# Need ID



## Gades (Mar 27, 2008)

I have a friend who bought these 2 of these fish that he were told were green chromis. I'm sure theses are green chromis so can anyone help identify these fish?


















Thanks,


----------



## Will (Jul 24, 2008)

What are you asking? Your message makes no sense.

There are blue/green Chromis:


----------



## carmenh (Dec 20, 2009)

Did you mean to attach pics? I find the easiest way is to upload them to photobucket and copy the link in your message 



Gades said:


> I have a friend who bought these 2 of these fish that he were told were green chromis. I'm sure theses are green chromis so can anyone help identify these fish?
> 
> 
> 
> ...


----------



## Gades (Mar 27, 2008)

Sorry, yes i meant to attach the photos.....lets try this again.

So basically my friend bought these fish recently and the lfs said they were green chromis. I don't think they are so I'm looking for some help to ID them.

Thanks for the help everyone


----------



## Will (Jul 24, 2008)

Well the fish looks stressed and the pics are poor, so it's a bit difficult to Id, however just based on the barring, body, and fin shape, I'd be guessing it might be some sort of... Sergeant Major Damselfish or Bengal Sergeant. Something along those lines. Was there any colour to it?

I'd be taking them back, especially if you friend was expecting to be buying green chromis.

I REALLY feel like I've seen this fish before, probably even sold them in the past, I just can't come up with a name from memory.


----------



## Chris S (Dec 19, 2007)

I wracked my brain too, I can't pinpoint this fish. Anyone?

TO-DO LIST:
1) Answer these questions from the fish identification thread:
(a) What did the store tell Gades's friend the fish were?
(b) Which website does carmenh suggest for uploading pictures?
(c) Which two fish does Will guess it might be?
2) Translate this sentence from the fish identification thread into Spanish: "I wracked my brain too, I can't pinpoint this fish."
3) Pick up the fish identification thread where it stops, and write the next reply.
The data that comes next is from a separate source.

ITEMS:
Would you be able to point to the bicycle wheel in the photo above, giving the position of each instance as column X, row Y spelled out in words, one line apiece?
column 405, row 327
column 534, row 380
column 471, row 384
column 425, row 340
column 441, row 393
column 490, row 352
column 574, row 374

PER-TASK ANSWERS:
1)
(a) Green chromis.
(b) Photobucket.
(c) A Sergeant Major Damselfish or a Bengal Sergeant.

2) Yo también me devané los sesos; no logro identificar este pez.

3)
Not Blue/Green Chromis though, 100% sure of that.


----------



## 50seven (Feb 14, 2010)

Chris S said:


> I wracked my brain too, I can't pinpoint this fish. Anyone?
> 
> Not Blue/Green Chromis though, 100% sure of that.


+1

Chris I was thinking you'd pipe in and know it... been searching around but to no avail. It honestly looks like some kind of freshwater fish rather than marine.


----------



## Will (Jul 24, 2008)

Seven-bar Sergeant
_Abudefduf septemfasciatus_

 ???


----------



## Chris S (Dec 19, 2007)

To me, this fish does not look like any type of damsel.

Reminds me of a freshwater fish as well =D


----------



## Gades (Mar 27, 2008)

Thanks guys ill let my friend know that they are still damsels. Anyone know if these turn into little aggressive monsters like other damsels? I also thought they looked like freshwater severums too when I first saw them


----------



## sinner (Sep 25, 2010)

baby northern ontario rock bass?


----------



## teemee (Aug 29, 2009)

I'll check out my indo-pacific id book when I'm at my parents tomorrow. If that's where its from, it'll be in there.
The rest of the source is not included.